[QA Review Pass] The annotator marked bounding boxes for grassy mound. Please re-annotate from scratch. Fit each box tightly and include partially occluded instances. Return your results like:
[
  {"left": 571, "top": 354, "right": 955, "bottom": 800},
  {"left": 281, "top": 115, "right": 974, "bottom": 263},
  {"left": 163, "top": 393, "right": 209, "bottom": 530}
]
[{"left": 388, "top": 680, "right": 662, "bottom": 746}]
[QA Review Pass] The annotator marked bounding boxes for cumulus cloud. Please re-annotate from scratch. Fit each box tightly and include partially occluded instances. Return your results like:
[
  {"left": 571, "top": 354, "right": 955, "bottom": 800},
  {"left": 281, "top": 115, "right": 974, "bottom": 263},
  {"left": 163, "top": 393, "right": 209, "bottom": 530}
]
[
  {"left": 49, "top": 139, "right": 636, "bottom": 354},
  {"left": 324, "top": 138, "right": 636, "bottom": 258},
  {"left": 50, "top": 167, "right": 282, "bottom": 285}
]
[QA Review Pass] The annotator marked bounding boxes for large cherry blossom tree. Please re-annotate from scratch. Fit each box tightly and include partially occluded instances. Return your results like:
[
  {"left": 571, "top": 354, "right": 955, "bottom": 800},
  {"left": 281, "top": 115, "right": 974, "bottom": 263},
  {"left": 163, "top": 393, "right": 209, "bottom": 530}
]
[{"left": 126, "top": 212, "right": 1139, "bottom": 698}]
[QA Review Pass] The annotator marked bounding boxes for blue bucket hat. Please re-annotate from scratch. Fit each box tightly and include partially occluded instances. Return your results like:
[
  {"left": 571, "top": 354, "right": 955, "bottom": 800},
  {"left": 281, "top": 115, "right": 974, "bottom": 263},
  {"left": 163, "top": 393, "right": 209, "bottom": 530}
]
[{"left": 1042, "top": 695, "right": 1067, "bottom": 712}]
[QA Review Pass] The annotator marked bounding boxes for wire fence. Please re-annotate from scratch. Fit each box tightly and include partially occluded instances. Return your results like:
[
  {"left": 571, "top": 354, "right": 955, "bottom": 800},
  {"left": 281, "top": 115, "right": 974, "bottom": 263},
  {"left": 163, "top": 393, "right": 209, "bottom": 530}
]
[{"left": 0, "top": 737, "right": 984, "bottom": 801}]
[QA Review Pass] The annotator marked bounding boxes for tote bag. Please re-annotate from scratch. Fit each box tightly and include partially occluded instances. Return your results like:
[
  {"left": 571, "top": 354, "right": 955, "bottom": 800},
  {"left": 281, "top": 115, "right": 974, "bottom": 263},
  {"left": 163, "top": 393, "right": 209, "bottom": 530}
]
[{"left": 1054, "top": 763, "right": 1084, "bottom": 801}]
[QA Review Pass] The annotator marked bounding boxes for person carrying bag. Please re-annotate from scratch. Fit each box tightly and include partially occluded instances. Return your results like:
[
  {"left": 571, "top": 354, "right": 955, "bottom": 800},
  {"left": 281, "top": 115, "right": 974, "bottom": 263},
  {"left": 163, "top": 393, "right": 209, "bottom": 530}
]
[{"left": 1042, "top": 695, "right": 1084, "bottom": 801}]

::::::

Aim of the exercise
Give back all of the entries above line for line, unchanged and with nothing added or dropped.

Exercise solution
[QA Review Pass] The annotator marked bounding boxes for grassy mound. Please re-annotate from scratch. Fit each box tightly and include partially occluded instances. Return your results like:
[
  {"left": 571, "top": 354, "right": 955, "bottom": 800},
  {"left": 281, "top": 115, "right": 974, "bottom": 263},
  {"left": 163, "top": 393, "right": 209, "bottom": 530}
]
[{"left": 388, "top": 680, "right": 662, "bottom": 746}]
[QA Review Pass] The annotator marked bounding boxes for cumulus cloud. Please re-annotate from scratch. Fit each box tightly and include partially occluded instances. Return your results like:
[
  {"left": 571, "top": 354, "right": 955, "bottom": 800},
  {"left": 281, "top": 115, "right": 974, "bottom": 263},
  {"left": 163, "top": 393, "right": 209, "bottom": 530}
]
[
  {"left": 49, "top": 139, "right": 636, "bottom": 354},
  {"left": 324, "top": 138, "right": 636, "bottom": 258},
  {"left": 50, "top": 167, "right": 282, "bottom": 285}
]
[QA Review Pass] The annotator marked bounding boxes for large cherry blossom tree. Please re-annotate from scratch. Fit each box tightly and include partially occluded instances. Return your results like:
[
  {"left": 571, "top": 354, "right": 955, "bottom": 800},
  {"left": 281, "top": 115, "right": 974, "bottom": 263},
  {"left": 163, "top": 393, "right": 209, "bottom": 530}
]
[{"left": 126, "top": 212, "right": 1139, "bottom": 698}]
[QA Review Pass] The annotator marked bounding boxes for blue bucket hat. Please re-annotate from scratch. Fit each box tightly and include partially occluded instances. Return your results like:
[
  {"left": 571, "top": 354, "right": 955, "bottom": 800},
  {"left": 281, "top": 115, "right": 974, "bottom": 263},
  {"left": 163, "top": 393, "right": 209, "bottom": 530}
]
[{"left": 1042, "top": 695, "right": 1067, "bottom": 712}]
[QA Review Pass] The annotator marked bounding boxes for wire fence. Please re-annotate from scratch. Fit each box tightly and include partially occluded instances. Return your results like:
[
  {"left": 571, "top": 354, "right": 955, "bottom": 800},
  {"left": 281, "top": 115, "right": 974, "bottom": 263},
  {"left": 163, "top": 393, "right": 209, "bottom": 530}
]
[{"left": 0, "top": 737, "right": 984, "bottom": 801}]
[QA Review Pass] The annotator marked bounding boxes for tote bag. Please re-annotate from scratch. Fit each box tightly and include partially occluded instances. Return your results like:
[
  {"left": 571, "top": 354, "right": 955, "bottom": 800},
  {"left": 281, "top": 115, "right": 974, "bottom": 263},
  {"left": 163, "top": 393, "right": 209, "bottom": 530}
]
[{"left": 1054, "top": 763, "right": 1084, "bottom": 801}]
[QA Review Pass] The annotator marked bounding boxes for person carrying bag. Please re-annotate from scratch. Fit each box tightly and include partially occluded instances. Return your results like:
[
  {"left": 571, "top": 354, "right": 955, "bottom": 800},
  {"left": 281, "top": 115, "right": 974, "bottom": 263},
  {"left": 163, "top": 393, "right": 209, "bottom": 530}
]
[{"left": 1042, "top": 695, "right": 1084, "bottom": 801}]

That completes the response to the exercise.